(Named object pointing entries)
━━━━
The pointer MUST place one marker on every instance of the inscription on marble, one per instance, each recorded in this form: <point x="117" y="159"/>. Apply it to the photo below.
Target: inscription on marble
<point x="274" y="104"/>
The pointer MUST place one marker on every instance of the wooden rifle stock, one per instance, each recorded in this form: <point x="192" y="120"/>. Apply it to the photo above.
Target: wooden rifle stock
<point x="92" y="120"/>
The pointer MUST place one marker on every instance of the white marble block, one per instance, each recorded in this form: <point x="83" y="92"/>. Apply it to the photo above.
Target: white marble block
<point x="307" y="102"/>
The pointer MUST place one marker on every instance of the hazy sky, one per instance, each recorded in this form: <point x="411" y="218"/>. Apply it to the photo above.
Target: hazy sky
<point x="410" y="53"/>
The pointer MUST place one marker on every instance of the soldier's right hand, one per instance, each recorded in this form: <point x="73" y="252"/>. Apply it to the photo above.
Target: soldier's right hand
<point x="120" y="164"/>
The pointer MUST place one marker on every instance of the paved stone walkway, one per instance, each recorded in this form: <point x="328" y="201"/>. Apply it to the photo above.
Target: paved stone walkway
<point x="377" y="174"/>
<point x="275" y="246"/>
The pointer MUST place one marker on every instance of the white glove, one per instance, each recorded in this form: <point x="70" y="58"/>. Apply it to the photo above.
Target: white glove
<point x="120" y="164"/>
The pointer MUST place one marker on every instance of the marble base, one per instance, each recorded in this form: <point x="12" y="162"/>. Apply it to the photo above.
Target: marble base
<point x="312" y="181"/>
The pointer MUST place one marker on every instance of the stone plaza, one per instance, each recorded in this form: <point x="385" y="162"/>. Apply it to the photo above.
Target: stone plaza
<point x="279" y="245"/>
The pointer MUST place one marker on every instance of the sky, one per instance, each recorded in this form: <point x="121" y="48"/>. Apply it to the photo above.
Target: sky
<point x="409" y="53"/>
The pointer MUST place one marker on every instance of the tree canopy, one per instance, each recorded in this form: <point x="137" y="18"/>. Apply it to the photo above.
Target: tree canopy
━━━━
=== What you are asked to do ===
With both ends included, please retype exactly the lines from the line containing "of the paved" to the final line of the data.

=== Full response ===
The pointer MUST place one marker on every instance of the paved stone walkway, one per instance, each recorded in this form: <point x="328" y="201"/>. Apply it to the photo above.
Target: paved stone walkway
<point x="377" y="174"/>
<point x="275" y="246"/>
The pointer MUST place one marker on every instance of the white glove, one per instance, each recorded in this form: <point x="70" y="58"/>. Apply it to the photo above.
Target: white glove
<point x="120" y="164"/>
The pointer MUST place one marker on every instance of the marble base, one per instance, each recorded in this form: <point x="12" y="162"/>. Apply it to the photo above.
Target: marble base
<point x="312" y="181"/>
The pointer MUST place one marker on every instance of the stone plaza, one per instance, each recorded in this form: <point x="385" y="162"/>. Apply it to the photo above.
Target: stone plaza
<point x="279" y="245"/>
The pointer MUST place one marker on every instance of the sky, one per instance, each recorded in this form: <point x="121" y="48"/>. Apply it to the photo above.
Target: sky
<point x="409" y="53"/>
The pointer MUST place one marker on every instance of the tree canopy, one per instance, each recorded in this form: <point x="137" y="18"/>. Apply it to the photo above.
Target: tree canopy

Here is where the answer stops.